TASK DIRECTIONS. Reproduce the records below exactly, with nothing altered.

▶

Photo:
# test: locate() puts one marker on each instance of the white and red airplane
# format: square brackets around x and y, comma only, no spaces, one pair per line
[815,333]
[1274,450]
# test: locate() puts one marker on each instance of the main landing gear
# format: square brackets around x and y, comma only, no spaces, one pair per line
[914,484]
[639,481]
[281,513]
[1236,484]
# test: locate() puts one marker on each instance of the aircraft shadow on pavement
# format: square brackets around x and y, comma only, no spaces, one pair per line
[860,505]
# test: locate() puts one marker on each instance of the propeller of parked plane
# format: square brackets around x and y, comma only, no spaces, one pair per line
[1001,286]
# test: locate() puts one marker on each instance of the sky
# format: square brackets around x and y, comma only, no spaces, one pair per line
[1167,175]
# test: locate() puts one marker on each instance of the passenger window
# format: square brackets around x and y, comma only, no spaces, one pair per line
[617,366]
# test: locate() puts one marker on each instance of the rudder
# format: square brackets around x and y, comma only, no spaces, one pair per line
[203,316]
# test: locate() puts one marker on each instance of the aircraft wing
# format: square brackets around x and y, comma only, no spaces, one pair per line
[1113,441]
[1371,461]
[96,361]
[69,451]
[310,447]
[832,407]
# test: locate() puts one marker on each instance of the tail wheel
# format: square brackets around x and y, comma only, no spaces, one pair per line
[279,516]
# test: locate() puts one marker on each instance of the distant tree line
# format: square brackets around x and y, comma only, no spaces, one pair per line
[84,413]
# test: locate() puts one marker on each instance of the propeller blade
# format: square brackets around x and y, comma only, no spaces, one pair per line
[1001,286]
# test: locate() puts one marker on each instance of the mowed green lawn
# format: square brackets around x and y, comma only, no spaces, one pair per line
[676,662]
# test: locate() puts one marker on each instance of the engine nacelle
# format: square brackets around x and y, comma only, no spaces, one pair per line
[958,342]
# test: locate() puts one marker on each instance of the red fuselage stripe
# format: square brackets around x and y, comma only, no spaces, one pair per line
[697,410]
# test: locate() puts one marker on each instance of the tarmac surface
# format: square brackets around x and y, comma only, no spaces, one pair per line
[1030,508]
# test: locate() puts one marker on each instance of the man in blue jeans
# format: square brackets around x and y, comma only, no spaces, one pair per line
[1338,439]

◀

EXERCISE OUTPUT.
Photo:
# test: locate() puts one marker on each instance of the white and red airplane
# format: square brackets around x and y, comma only, no spaces, one pair per line
[815,333]
[1274,450]
# test: locate() puts one marker on each instance of the main landing gear
# format: square brackets around x and y, comma only, no spaces, one pair per line
[914,484]
[639,481]
[281,513]
[1236,484]
# test: locate() puts one marker on each instance of the aircraft shadow on pavement
# format: square brackets around x and y, comma only, no spaces, one pair per line
[860,505]
# test: locate() puts one marker on each instance of the propeller of parked plane
# format: square brackets around x and y, comma only, no spaces, one pair per line
[1001,286]
# test: locate() puts one marker on each instance of the sky
# format: square brackets around x and y, comma only, no spaces, one pair per line
[1167,175]
# test: locate() puts one marker on each instance of the passenger window
# format: square brackets around x and y, comma only, no spaces, one pair per line
[617,366]
# test: locate() puts one marker on each instance of the rudder
# format: square brackets around x and y, comma only, no spaces, one pair per line
[203,316]
# test: locate() puts one marker on each instance of the aircraft wing
# format: square brackets around x and y, comma only, no spaces, one pair per line
[1113,441]
[1371,461]
[96,361]
[69,451]
[310,447]
[832,407]
# test: locate() puts one marker on each instance of the tail wheel
# format: square brackets around x and y, comma only, no spaces, one pair per line
[279,516]
# test: locate() puts one marker on each instance of the distant tree line
# format: square brackets around x and y, comma only, no spaces, one pair per line
[84,413]
# test: locate() puts one marker on each instance of the propeller blade
# format: square brackets around x and y, comma only, no spaces, one pair per line
[1001,286]
# test: locate() puts one marker on each instance of the mowed green lawn
# format: square brackets around x and y, comma only, no spaces, one pair per line
[676,662]
# test: locate() puts one marker on each instance of the engine nacelle
# format: square brackets around x and y, comma only, no spaces, one pair per line
[958,342]
# test: locate() puts one marker on each instance of the red fuselage stripe
# format: square brackets around x and y, comma only, no spaces, one pair per line
[697,410]
# test: locate() puts one marker on each instance of the tarmac surface
# format: square brackets around x and y, comma only, no spaces, one pair per line
[1030,508]
# test: locate() puts one marker on each instance of the man in blue jeans
# format: square brackets around x and y, comma only, no spaces, one pair per line
[1338,439]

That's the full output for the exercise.